**EXERCISE OBJECTIVE:** Rewrite the data below with every occurrence of "photo" replaced by "image" and nothing else changed. Leave the pictures out of your output.

**RECORDS SHOWN:**
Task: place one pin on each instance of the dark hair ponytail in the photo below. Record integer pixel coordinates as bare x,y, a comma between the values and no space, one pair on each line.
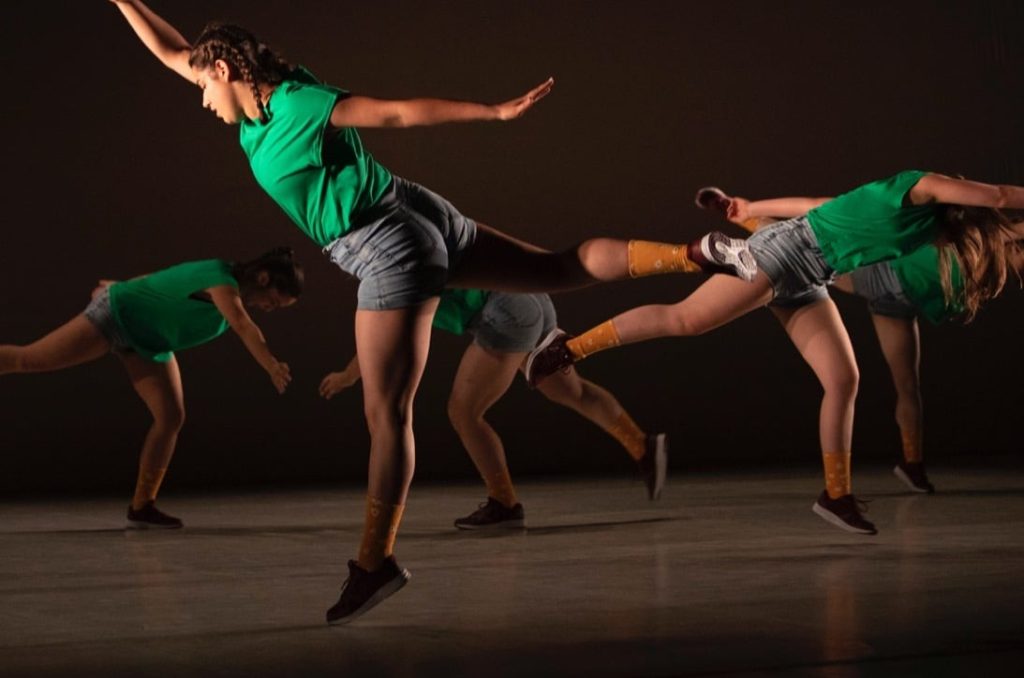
252,60
985,246
285,274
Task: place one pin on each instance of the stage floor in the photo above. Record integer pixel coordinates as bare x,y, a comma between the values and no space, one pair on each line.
728,575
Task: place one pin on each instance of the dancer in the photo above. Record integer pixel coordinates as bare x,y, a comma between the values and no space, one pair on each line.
401,241
797,258
143,321
898,292
505,328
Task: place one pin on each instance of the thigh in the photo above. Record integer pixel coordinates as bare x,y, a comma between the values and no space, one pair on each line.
159,384
392,347
819,335
482,378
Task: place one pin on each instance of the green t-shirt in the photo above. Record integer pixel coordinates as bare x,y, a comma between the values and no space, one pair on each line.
322,177
871,223
158,314
458,308
919,276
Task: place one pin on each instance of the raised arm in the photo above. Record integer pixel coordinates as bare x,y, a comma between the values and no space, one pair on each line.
160,37
740,210
939,188
336,382
227,301
367,112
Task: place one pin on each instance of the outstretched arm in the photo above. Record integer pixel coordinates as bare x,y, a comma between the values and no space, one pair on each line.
160,37
939,188
367,112
336,382
227,301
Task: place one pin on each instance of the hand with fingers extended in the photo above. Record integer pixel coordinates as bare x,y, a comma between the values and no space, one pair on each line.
336,382
516,108
281,375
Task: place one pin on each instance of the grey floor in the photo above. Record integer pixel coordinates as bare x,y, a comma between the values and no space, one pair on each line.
728,575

**REPLY TO THE EXERCISE:**
Task: place one pin on each instance of the dark hair ponytail in the image below. Record integer pixel coordinates as bare x,y, a comma between the values and no space, one pair on each line.
252,60
985,246
285,274
Task: place one pin on each instance of the stage floor in the image above. Record integer pixel coordinates as bare x,y, a comma between the values and no space, one pair on each line.
728,575
Task: place one pin on each instance of the dancer in the image above. Record integer pixel coordinates as bare x,y, a comma between the values and no space, one pair on each line.
401,241
797,258
143,321
898,292
505,328
Task: place one pin on each instance of the thigh in the image above. Record integer pixel coordinates as bare x,y, a comma between the values and no space, one pair on each line.
159,384
392,347
819,335
482,378
Task: place one pin on each instance of the green t-shirt in the image above. Record integer pixel coordinates as bare x,y, a comma between the values and no space, one pair on each line.
322,177
871,223
158,314
458,308
919,276
Task: place one pin on each instance of the raised arm in the image above. Record integer pixel coordinates as bare x,y, a comma between the values and no space, one pair on each line.
160,37
740,210
939,188
336,382
227,301
367,112
Task: place one pin on each instance of the outstretched arm in the image above. Record integer pixel coordinates as bare x,y, a comma between the values and no space, one pair on each line.
160,37
939,188
367,112
336,382
227,301
Task: place one pin on each instance of the hand with fingers extended in the image above. Record integer pixel coordinates as bare x,y, a comma between the values and no space, one pair on each line.
336,382
516,108
281,375
Task: place one pin on each instance of the grey floor in the image above. Record integer pixel coordinates as bare x,y, a comma between the values and no space, one pair on each line.
728,575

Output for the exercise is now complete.